#### TASK STATEMENT:
Reproduce the records from the first line through the line containing "<point>765,229</point>", inclusive, and output only those lines. Multiply each coordinate in the answer points by 2.6 and round to a whole number, halves up, leaving the requests and the sample points they contain unchanged.

#### PROVIDED RECORDS:
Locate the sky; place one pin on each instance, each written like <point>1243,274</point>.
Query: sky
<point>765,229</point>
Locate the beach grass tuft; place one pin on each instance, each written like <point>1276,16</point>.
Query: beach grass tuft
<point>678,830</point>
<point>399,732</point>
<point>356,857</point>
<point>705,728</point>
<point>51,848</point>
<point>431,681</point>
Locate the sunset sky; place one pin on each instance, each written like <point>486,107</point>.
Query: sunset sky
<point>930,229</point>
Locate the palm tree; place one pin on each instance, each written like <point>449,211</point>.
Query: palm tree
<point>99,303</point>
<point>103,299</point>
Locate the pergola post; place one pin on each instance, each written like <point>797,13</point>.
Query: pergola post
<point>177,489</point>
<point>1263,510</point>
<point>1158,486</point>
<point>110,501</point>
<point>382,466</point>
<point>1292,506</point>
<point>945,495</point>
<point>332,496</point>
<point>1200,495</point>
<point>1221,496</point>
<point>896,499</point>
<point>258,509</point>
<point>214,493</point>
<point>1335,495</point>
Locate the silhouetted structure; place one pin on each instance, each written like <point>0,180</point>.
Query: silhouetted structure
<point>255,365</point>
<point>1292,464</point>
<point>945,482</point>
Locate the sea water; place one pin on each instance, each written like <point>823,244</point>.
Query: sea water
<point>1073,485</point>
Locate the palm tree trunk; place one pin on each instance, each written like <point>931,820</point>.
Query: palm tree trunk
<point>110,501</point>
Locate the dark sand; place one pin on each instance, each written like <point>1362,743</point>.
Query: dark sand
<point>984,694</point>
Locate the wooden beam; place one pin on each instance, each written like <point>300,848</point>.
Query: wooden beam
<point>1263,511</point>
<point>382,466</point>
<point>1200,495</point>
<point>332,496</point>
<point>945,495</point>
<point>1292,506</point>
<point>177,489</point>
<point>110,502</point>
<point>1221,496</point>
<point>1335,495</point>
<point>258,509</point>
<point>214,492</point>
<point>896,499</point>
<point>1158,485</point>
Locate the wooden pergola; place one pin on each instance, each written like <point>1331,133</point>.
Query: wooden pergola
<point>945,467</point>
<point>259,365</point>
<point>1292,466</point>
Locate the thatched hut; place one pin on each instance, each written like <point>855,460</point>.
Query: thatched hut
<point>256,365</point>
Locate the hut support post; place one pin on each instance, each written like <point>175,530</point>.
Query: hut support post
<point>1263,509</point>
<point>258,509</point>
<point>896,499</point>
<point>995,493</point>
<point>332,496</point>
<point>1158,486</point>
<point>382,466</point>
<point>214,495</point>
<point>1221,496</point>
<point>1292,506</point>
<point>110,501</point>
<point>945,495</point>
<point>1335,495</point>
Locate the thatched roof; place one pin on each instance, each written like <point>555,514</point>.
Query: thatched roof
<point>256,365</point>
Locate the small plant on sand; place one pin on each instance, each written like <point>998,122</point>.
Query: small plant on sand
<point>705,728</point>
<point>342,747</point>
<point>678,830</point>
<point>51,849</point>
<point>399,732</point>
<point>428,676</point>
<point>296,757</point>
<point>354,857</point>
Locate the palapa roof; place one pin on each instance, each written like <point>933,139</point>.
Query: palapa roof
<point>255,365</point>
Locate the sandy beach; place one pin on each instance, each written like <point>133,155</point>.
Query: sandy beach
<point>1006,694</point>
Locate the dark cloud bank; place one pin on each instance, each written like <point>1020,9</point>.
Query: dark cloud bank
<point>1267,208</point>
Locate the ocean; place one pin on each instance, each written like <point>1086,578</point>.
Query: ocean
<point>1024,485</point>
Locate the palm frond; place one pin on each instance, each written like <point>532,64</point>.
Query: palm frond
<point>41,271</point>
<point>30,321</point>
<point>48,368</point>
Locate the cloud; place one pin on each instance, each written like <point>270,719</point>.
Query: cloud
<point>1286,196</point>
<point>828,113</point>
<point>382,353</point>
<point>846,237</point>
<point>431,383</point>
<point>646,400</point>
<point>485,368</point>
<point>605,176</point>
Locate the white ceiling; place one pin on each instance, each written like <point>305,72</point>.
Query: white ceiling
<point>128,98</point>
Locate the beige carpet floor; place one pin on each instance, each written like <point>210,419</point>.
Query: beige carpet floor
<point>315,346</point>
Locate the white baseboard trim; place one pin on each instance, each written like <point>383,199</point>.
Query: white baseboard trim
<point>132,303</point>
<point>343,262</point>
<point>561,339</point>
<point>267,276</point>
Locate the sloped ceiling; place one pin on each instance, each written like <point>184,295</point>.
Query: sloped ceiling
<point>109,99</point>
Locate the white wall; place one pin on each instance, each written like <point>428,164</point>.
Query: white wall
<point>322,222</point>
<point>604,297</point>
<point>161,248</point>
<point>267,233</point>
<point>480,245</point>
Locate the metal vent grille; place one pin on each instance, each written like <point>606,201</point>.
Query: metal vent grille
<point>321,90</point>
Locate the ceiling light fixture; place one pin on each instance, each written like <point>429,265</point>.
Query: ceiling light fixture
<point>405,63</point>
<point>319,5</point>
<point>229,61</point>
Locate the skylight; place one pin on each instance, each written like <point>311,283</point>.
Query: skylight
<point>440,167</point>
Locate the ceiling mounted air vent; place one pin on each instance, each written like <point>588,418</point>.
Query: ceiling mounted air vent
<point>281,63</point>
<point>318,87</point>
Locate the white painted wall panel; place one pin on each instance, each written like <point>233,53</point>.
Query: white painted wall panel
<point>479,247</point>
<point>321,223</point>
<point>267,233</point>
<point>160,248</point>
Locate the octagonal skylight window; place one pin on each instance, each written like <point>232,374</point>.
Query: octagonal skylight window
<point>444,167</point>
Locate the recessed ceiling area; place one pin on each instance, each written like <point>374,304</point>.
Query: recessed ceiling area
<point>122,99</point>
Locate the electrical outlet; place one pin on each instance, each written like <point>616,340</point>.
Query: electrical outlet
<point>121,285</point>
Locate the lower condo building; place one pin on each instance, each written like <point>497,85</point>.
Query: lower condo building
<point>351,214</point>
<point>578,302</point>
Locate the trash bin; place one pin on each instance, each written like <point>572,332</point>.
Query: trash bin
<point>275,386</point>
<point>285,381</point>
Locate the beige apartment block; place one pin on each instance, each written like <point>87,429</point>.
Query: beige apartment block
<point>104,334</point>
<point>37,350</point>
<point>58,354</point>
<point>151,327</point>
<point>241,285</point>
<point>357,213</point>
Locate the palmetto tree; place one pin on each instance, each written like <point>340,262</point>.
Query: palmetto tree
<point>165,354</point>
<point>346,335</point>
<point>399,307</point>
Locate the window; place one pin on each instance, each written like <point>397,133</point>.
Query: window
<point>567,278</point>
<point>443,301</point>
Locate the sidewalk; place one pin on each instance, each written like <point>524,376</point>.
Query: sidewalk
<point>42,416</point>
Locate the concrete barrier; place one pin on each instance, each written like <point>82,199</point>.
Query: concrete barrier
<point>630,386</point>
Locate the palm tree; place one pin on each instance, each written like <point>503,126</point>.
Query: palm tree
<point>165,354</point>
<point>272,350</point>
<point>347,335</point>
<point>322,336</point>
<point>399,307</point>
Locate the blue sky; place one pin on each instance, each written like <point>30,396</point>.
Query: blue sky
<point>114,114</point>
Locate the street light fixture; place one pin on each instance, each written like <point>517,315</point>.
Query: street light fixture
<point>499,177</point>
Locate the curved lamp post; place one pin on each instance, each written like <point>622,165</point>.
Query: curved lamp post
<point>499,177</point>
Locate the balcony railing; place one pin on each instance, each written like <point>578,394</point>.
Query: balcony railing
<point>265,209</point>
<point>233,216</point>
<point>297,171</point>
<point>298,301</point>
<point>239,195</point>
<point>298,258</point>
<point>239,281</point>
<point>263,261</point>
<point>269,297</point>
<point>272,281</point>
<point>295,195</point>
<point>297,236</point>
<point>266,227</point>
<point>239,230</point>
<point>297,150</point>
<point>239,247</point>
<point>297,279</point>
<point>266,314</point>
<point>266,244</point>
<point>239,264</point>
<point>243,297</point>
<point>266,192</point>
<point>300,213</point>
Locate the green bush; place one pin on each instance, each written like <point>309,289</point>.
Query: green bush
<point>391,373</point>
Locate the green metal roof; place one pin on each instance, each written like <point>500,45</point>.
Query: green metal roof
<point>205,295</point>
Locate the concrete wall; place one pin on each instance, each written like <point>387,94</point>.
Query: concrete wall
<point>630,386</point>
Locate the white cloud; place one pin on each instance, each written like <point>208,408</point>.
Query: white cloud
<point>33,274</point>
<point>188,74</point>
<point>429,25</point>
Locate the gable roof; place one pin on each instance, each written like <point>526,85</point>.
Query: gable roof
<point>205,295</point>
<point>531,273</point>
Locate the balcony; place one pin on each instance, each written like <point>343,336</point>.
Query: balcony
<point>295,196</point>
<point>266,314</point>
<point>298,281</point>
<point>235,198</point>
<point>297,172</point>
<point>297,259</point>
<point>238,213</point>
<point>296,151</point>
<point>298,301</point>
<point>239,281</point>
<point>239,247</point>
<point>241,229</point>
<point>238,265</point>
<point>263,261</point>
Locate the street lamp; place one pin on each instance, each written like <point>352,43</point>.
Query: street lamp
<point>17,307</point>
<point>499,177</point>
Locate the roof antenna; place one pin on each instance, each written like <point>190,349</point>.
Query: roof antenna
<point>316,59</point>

#### RIGHT ANSWER:
Locate the sky; place one pin on each instance, each written like <point>1243,274</point>.
Query: sky
<point>1989,595</point>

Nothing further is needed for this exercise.